Given problem: Please continue the forum thread below about saying grace at a company Christmas party, picking up right after its last sentence.
[begin Source text]
# Xmas party grace



## gordo (Dec 19, 2012)

Hey guys. I have been asked to do grace at my company Xmas party. I really don't want to, but don't know how to decline. Either way, was curious if any of you had any good reformed Xmas blessings to share. I am not a huge fan of Xmas, and I told the office manager that when she asked me, but she asked me to do it anyways. 

I figured I would ask here. Usually I am good at writing my own stuff, but I have a serious writers block right now. I want to say something about God, without getting all 'holly jolly' about the season. Maybe something that will make people think? I dunno. Really struggling with this for some reason.

Thanks for any help!


----------



## Romans922 (Dec 19, 2012)

What is it to 'do grace'? I have no clue what you are talking about.


----------



## gordo (Dec 19, 2012)

Sorry. It means to give the blessing I suppose. The prayer before the meal.


----------



## Frosty (Dec 19, 2012)

Firstly, I find it cool that your company asked you to say grace before the meal. One, because it says something about your witness, and two, it's cool that the company finds the need to do that.
[end Source text]
[begin Given data]
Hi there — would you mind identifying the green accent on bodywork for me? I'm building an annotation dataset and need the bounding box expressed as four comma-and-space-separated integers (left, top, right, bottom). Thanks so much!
[end Given data]
Solved exercise:
Secondly, wouldn't a simple thanks for the food and for God's gift of His Son coming into this world to save sinners do the part? Maybe including a hope that those present will take time to consider what that really means.

Doesn't need to be long and detailed.


----------



## Zach (Dec 19, 2012)

Whenever I pray and there are unbelievers present (usually at family meals during the Holidays) I am sure to thank the Lord that he forgives the sin of all who come to Jesus and that Jesus promises to never turn anyway away from himself. It sounds like you may have a wonderful opportunity to be a witness to the grace of God and remind everyone that the baby in the manger is the same man who suffered and died for sinners.

And I agree with Randy, it is very cool that they asked you to pray. It really does say something about your witness!


----------



## Romans922 (Dec 19, 2012)

So pray, that the Lord would bless the party and fellowship of everyone. That He would also bless the business so that it would glorify Him and that if there is food, that He would nourish and give the enjoyment of that time to be an enjoyment in Him. "In Jesus name, Amen."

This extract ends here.